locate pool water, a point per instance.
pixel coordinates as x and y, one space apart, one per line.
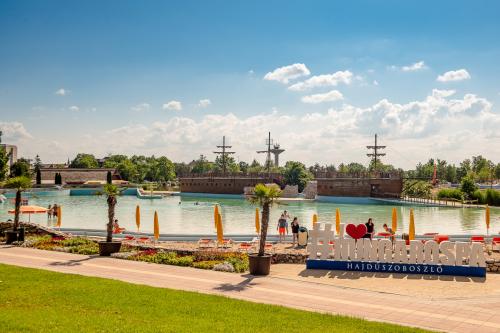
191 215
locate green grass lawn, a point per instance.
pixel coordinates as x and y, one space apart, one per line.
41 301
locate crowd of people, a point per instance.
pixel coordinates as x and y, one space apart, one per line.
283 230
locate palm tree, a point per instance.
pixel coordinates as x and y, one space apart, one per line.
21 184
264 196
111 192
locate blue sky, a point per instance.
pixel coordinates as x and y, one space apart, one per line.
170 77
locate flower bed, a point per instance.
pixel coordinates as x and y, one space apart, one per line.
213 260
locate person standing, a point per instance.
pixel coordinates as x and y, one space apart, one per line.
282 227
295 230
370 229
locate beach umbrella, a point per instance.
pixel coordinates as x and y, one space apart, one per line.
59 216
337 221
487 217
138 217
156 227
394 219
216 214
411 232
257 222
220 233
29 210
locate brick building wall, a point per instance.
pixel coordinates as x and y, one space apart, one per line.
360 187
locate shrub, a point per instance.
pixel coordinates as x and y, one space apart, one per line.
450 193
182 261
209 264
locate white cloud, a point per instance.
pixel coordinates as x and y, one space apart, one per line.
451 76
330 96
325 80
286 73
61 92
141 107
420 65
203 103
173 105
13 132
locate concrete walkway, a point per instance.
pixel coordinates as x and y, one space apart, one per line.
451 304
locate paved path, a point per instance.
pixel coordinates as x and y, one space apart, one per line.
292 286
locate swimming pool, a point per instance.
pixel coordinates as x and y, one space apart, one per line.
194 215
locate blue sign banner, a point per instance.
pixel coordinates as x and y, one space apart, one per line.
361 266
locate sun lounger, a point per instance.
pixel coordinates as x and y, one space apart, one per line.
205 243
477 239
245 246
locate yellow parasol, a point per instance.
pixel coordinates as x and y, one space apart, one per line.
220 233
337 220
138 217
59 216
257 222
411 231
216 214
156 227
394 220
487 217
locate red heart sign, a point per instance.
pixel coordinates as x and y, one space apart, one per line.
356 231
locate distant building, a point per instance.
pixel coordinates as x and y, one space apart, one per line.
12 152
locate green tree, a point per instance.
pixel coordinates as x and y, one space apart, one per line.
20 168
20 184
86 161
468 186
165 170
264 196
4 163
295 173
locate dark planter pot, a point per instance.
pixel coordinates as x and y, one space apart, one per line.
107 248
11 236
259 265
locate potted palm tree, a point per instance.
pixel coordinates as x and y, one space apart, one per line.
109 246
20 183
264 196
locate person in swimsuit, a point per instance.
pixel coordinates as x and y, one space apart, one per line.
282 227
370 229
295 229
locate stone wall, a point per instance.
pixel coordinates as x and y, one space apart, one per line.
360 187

********

*AIM*: Retype all of the entries above word for word, and leave the pictures out of your copy.

*EXERCISE RESPONSE*:
locate pool water, a point per instance.
pixel coordinates as x and y, one space apart, one per line.
191 215
locate green grass lawn, a point per instance.
pixel coordinates as x and y, one space apart, one per line.
41 301
locate crowd of people, a point per instance.
pixel coordinates as x and y, one space apart, one per line.
283 230
locate palm tree, a point per instance.
pixel coordinates as x and y, one space apart, one per line.
21 184
264 196
111 192
locate blue sky, a point per instance.
pixel coordinates as x and y, one space apart, one per line.
170 77
locate flower bed, a point per instance.
pixel coordinates as x and y, one space apart, one per line.
213 260
locate person standing, a point per instance.
pixel coordinates as x and y, one space apart, one per line.
282 227
295 230
370 229
locate beach umbrella, a point per instance.
pixel coordinates as x and y, one space apart, one per line.
59 216
337 221
487 217
138 217
156 227
394 219
216 214
411 232
257 222
220 233
29 210
locate brick building wall, a point per instance.
pixel coordinates as x and y, one space apart, one per line.
360 187
locate shrub, a point per instance.
pixel coordinates as x and y, one space apart, one per line.
450 193
182 261
209 264
locate white cloud, a point per instance.
pixel coordinates as x and y, one space apart, one per line.
451 76
330 96
325 80
286 73
61 92
141 107
420 65
203 103
173 105
13 132
locate concrete walkway, a point per instance.
pixel coordinates as x and y, one space apart, one per line.
451 304
locate paved path, a point per instance.
pixel coordinates as x and y, one space apart, one per line.
292 286
locate swimming pool, a point per instance.
pixel coordinates as x and y, one space apart, one per line.
194 215
locate blue sign banner, a point per instance.
pixel coordinates as x and y, one space apart, one per line.
361 266
locate sun lounger, a point per instance.
pixel coordinates as x and y, one space apart, one per line.
205 243
477 239
245 246
locate yellow parasol, a point per instance.
pixel coordinates as x and y, one space apart, one per line.
220 233
337 220
138 217
59 216
257 222
411 231
216 214
156 227
394 220
487 217
locate red heart sign, a point per instance.
pixel coordinates as x and y, one space apart, one per line.
356 231
locate distant building, a point per instance.
pixel coordinates as x and y, one space apart, one per line.
12 152
locate green tree, a point per instance.
pixel coordinates as x and y, one space apart, one per line.
20 168
20 184
86 161
468 186
165 170
264 196
4 163
295 173
locate dark planter pot, a point per instance.
pixel coordinates as x and y, one space apart, one per line.
107 248
11 236
259 265
locate potted palm tree, a point per instance.
pixel coordinates as x and y, one space apart, one per line.
109 246
20 183
264 196
locate person in swimsuit, a point per instance.
pixel coordinates as x and y, one space apart, one per line.
282 227
370 229
295 229
locate stone wall, a point per instance.
pixel coordinates as x and y, one space apart, one per line.
360 187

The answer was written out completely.